STUDY MATERIAL:
....
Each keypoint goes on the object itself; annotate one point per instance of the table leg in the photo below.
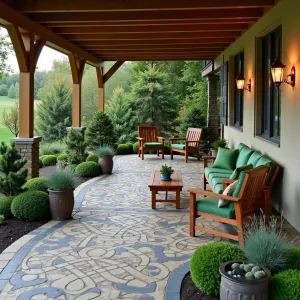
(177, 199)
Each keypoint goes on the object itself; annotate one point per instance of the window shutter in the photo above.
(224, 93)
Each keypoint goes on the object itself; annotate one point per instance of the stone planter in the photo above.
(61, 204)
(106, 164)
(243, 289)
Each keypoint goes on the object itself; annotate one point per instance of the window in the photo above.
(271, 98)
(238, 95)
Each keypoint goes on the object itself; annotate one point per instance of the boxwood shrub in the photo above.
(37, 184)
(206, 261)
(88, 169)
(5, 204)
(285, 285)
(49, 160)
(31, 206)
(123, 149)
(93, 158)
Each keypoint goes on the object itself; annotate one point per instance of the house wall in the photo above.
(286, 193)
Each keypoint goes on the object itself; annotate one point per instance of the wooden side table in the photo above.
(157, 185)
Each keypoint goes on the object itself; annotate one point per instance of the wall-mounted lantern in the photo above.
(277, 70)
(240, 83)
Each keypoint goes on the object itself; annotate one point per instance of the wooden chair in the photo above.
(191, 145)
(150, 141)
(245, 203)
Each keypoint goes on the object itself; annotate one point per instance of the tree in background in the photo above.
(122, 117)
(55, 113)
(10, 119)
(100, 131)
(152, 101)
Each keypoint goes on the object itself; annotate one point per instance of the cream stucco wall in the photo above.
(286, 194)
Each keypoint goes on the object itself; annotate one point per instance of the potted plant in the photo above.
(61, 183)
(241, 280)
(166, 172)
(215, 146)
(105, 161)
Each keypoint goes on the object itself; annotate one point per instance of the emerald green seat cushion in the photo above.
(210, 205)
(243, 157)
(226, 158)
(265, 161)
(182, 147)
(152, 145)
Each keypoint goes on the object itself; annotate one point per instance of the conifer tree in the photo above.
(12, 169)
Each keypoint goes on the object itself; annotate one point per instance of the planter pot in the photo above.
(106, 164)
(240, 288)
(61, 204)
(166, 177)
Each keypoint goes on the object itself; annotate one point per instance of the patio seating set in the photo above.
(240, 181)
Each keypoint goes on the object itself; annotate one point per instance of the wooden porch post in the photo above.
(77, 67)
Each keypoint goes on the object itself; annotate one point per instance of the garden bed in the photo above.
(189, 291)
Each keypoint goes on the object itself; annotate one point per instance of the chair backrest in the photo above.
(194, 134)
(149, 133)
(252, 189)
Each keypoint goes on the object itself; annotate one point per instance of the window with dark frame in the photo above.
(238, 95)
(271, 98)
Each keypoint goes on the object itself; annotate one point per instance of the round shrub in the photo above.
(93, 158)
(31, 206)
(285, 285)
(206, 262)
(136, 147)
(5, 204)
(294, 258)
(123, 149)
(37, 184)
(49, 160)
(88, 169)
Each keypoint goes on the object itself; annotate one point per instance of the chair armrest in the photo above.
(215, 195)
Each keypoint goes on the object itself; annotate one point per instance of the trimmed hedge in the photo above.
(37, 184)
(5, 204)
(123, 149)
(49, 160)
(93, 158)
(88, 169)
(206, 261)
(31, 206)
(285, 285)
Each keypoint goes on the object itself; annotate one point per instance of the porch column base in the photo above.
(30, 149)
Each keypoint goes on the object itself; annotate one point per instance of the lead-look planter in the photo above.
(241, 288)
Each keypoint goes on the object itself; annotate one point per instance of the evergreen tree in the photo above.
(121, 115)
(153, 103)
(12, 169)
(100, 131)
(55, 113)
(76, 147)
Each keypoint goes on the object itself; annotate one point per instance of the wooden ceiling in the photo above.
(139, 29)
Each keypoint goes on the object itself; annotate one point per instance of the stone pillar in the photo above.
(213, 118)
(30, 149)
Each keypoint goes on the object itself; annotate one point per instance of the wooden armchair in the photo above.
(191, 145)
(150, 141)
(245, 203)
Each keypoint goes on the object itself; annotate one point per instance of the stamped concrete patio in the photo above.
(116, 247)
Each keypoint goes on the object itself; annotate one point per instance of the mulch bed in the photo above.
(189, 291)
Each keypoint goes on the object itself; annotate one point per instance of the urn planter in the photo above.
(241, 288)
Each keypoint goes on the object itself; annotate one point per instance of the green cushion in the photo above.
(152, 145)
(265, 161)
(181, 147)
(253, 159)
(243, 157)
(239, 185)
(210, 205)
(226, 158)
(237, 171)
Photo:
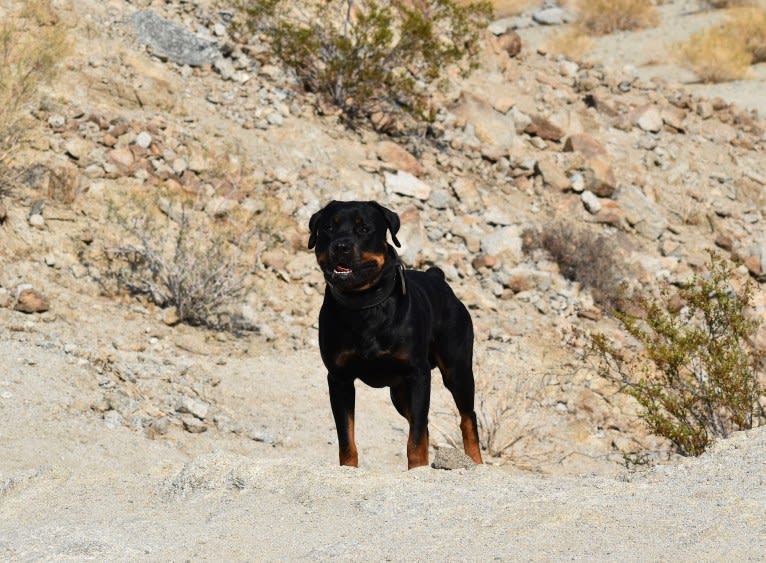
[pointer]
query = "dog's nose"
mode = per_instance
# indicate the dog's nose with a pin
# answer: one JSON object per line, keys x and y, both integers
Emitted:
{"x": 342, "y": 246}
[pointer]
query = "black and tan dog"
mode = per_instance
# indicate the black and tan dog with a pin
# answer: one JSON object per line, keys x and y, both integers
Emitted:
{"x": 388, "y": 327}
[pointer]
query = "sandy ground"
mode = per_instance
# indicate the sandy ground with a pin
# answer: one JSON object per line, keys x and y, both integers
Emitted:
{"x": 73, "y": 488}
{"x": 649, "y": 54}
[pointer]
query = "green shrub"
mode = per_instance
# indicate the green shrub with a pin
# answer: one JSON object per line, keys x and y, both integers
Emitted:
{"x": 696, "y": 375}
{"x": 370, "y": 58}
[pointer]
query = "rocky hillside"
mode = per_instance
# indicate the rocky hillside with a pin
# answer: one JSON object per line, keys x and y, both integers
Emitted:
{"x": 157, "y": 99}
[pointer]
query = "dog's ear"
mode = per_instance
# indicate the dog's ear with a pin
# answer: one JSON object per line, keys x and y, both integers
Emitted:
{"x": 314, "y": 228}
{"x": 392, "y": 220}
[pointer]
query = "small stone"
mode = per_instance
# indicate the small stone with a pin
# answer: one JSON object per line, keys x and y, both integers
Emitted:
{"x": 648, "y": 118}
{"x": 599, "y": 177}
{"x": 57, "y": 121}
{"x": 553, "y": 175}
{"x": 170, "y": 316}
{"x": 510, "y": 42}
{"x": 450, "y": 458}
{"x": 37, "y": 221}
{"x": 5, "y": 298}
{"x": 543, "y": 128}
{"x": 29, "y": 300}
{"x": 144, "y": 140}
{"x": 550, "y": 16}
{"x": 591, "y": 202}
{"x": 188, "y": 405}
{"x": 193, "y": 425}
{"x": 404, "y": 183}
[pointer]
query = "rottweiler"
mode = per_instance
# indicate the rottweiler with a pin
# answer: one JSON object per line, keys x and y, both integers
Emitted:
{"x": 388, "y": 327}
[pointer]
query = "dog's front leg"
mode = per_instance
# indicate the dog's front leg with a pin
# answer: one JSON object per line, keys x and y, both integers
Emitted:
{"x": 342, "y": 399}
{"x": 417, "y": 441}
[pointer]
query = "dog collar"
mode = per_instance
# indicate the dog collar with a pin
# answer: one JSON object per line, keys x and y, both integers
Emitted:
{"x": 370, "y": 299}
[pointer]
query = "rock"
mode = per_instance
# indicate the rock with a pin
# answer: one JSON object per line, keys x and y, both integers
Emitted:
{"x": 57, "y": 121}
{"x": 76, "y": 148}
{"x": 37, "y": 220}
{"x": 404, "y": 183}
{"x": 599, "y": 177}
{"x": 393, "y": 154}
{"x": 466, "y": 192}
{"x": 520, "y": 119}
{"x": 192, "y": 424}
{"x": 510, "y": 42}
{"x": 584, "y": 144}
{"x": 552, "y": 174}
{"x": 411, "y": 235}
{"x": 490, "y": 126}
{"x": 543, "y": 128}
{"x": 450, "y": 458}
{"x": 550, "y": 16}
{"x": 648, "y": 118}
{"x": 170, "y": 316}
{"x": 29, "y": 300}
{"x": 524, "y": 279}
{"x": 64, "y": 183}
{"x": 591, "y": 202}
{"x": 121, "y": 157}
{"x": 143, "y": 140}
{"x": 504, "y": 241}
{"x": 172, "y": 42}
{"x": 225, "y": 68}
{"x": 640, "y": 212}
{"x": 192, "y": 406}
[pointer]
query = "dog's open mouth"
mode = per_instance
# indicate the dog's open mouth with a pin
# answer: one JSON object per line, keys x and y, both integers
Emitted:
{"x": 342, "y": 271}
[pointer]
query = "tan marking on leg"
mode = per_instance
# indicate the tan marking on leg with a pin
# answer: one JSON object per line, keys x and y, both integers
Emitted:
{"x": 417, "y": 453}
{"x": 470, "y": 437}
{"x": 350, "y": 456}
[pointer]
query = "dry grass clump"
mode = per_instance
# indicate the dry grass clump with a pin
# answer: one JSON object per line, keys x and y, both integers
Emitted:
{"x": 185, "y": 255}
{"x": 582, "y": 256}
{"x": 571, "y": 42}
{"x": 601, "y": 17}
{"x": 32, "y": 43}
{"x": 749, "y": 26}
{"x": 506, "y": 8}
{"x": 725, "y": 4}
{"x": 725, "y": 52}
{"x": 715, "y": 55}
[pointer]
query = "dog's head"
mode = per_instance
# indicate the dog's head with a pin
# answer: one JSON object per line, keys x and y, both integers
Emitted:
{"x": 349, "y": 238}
....
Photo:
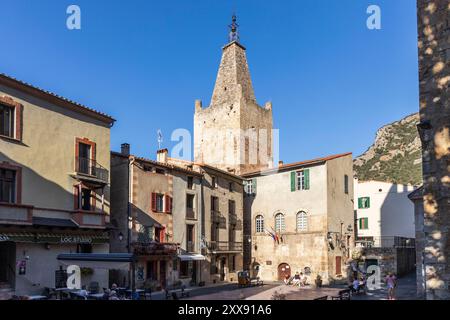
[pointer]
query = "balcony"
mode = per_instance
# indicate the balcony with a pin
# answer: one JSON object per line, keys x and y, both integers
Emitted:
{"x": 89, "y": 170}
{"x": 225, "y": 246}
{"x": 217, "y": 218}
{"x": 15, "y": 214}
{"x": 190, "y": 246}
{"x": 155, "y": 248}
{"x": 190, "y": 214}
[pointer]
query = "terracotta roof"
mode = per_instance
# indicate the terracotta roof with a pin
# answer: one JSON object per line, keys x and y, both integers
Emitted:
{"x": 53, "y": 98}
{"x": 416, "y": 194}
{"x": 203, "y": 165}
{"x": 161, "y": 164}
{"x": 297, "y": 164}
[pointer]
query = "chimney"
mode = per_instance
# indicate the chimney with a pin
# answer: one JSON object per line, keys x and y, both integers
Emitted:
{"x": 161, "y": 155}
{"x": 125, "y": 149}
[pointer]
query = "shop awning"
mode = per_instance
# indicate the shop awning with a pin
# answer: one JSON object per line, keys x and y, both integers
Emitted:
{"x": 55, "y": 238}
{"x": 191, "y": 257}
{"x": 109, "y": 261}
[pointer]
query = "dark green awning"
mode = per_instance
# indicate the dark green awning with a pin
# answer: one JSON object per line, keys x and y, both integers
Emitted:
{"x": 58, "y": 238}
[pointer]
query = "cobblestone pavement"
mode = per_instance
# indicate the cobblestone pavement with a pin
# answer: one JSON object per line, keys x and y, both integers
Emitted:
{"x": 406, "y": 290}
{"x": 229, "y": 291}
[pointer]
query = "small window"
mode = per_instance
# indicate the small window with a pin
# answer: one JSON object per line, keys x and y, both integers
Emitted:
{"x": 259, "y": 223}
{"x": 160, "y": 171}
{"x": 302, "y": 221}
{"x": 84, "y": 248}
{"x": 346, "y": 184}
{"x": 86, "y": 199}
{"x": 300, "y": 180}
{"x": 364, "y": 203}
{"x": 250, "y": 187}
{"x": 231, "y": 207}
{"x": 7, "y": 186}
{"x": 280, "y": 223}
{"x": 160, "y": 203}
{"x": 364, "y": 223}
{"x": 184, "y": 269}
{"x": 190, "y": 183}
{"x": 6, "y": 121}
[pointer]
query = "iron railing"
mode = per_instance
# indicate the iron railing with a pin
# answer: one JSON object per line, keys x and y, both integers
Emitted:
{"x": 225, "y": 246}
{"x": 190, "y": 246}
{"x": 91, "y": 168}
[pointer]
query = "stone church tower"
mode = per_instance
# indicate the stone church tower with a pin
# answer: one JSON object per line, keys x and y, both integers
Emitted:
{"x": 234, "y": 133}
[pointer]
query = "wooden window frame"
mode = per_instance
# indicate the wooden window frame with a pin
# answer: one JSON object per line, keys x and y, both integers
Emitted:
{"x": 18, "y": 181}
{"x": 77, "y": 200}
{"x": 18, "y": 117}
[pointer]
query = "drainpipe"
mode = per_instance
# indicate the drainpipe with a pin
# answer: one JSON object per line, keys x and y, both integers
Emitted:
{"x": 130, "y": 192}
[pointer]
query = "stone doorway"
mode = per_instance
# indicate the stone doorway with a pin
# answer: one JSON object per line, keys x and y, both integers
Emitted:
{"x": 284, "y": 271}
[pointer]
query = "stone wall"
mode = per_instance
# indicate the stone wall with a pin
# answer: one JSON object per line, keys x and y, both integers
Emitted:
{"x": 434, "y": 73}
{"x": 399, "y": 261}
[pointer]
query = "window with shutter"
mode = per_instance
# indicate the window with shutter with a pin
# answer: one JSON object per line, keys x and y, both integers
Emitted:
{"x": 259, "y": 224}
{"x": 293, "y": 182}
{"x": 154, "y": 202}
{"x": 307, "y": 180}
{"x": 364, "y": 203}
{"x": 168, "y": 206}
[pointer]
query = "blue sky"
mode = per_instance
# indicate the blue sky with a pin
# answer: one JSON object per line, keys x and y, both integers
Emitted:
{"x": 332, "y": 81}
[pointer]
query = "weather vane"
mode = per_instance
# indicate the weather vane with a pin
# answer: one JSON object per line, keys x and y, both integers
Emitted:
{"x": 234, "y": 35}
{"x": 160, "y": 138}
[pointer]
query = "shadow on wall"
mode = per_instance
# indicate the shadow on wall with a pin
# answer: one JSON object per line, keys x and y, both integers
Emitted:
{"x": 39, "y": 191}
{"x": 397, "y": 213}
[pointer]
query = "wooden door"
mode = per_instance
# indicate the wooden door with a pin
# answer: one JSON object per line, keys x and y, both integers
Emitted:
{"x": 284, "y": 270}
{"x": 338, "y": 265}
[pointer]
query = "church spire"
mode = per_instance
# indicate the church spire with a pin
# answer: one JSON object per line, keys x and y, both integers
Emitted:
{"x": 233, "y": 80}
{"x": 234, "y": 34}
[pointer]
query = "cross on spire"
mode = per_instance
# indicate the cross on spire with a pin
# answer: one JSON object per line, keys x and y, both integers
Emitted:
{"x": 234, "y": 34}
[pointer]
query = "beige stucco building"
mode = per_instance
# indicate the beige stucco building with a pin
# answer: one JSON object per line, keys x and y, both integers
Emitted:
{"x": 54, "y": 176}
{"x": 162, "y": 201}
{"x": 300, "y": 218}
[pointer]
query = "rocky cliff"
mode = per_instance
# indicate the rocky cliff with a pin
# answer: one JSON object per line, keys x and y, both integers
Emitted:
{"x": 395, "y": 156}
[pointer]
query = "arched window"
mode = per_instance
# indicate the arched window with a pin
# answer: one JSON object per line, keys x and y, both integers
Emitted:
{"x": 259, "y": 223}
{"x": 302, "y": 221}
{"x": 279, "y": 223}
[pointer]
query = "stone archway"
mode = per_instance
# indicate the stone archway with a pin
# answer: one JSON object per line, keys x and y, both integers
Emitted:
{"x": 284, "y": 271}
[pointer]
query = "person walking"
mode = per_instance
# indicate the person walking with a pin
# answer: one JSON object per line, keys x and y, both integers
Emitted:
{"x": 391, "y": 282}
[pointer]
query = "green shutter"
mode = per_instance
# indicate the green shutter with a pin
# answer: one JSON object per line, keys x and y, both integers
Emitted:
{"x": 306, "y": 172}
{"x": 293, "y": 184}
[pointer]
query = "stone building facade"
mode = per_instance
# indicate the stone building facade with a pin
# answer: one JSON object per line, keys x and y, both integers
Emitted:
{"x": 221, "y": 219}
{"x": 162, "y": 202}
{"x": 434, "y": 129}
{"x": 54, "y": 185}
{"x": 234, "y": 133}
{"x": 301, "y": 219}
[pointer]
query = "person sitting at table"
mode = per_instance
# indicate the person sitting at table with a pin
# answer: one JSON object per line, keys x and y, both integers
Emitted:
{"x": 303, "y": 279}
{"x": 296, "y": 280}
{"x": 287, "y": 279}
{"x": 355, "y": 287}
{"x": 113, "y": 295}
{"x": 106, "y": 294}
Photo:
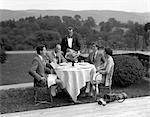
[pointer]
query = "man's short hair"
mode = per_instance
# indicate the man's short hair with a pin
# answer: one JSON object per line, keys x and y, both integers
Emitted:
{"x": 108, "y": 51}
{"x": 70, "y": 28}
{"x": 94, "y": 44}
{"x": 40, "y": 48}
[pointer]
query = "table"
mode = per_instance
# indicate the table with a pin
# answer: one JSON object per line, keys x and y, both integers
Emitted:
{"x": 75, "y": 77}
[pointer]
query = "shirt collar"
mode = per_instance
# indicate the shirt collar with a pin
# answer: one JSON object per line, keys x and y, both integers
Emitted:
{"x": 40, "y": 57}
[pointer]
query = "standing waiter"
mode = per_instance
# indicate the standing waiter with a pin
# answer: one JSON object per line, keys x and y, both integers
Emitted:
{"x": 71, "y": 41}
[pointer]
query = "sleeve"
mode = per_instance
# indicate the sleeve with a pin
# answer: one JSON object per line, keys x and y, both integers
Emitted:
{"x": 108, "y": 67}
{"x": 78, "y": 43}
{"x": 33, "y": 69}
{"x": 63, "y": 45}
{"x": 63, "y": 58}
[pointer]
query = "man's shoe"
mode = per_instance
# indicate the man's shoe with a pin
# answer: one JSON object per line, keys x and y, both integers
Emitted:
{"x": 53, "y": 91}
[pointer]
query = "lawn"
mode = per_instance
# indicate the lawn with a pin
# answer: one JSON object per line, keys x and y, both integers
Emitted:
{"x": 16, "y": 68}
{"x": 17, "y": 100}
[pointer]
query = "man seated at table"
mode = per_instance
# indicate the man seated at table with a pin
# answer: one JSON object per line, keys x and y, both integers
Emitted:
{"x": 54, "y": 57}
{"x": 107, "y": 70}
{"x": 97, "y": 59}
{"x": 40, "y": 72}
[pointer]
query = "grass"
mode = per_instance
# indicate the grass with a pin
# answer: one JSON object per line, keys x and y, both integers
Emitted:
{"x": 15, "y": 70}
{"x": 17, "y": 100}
....
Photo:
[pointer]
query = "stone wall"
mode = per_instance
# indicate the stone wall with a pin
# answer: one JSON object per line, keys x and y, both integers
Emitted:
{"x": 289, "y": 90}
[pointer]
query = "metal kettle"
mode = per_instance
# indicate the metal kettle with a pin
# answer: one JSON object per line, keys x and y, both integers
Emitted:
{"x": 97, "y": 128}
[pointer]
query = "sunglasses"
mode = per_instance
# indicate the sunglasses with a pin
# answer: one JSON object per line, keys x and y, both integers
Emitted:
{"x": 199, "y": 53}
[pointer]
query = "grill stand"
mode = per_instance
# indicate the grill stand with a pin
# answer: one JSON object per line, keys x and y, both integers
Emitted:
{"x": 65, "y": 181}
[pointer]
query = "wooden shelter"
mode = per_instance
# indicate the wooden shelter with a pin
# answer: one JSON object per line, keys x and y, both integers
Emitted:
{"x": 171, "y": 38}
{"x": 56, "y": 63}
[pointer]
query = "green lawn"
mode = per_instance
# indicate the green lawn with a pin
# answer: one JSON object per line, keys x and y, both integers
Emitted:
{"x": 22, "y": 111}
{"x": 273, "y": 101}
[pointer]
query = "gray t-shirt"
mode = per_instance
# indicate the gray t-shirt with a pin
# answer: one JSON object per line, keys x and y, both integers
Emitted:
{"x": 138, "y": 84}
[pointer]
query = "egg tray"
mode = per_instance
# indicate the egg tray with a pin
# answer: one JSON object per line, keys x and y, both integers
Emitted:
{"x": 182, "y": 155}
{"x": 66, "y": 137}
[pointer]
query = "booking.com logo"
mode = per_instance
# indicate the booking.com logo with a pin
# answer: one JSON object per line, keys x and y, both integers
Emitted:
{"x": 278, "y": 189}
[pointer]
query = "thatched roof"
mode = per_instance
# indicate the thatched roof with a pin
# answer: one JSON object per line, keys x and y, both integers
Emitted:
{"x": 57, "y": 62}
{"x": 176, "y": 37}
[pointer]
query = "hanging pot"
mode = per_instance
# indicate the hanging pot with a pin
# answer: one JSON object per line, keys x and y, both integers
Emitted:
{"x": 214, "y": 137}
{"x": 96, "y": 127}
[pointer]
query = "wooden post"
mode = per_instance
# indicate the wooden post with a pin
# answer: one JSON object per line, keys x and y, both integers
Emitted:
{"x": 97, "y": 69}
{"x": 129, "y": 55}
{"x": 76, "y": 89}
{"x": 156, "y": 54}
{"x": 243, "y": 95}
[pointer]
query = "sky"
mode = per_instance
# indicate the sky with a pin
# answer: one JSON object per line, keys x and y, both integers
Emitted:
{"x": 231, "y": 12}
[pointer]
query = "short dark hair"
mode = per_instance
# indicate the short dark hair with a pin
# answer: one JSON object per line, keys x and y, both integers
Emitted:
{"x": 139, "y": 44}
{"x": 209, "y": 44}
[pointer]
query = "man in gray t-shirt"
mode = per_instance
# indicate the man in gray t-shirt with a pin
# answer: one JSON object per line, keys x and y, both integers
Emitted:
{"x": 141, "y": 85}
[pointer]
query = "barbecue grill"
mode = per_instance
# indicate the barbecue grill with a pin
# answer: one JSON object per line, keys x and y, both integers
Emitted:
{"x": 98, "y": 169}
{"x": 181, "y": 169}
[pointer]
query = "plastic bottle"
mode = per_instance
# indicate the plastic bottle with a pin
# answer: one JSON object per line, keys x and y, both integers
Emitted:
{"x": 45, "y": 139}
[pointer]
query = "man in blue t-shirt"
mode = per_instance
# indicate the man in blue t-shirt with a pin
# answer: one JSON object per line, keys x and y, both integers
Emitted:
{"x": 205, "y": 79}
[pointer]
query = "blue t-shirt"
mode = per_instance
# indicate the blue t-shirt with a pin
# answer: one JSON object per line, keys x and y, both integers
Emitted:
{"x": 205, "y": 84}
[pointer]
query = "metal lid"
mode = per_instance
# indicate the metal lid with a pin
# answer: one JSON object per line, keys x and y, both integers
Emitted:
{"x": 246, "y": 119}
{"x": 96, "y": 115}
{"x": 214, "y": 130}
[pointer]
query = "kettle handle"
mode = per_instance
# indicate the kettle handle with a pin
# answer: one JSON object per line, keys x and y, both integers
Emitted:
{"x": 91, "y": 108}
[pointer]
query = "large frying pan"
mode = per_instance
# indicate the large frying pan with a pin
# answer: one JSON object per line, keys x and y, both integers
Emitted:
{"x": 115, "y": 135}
....
Each line carrying the string "church" should be copied out from the entries.

query = "stone church tower"
# indicate the stone church tower with a pin
query = "church spire"
# indicate the church spire with a pin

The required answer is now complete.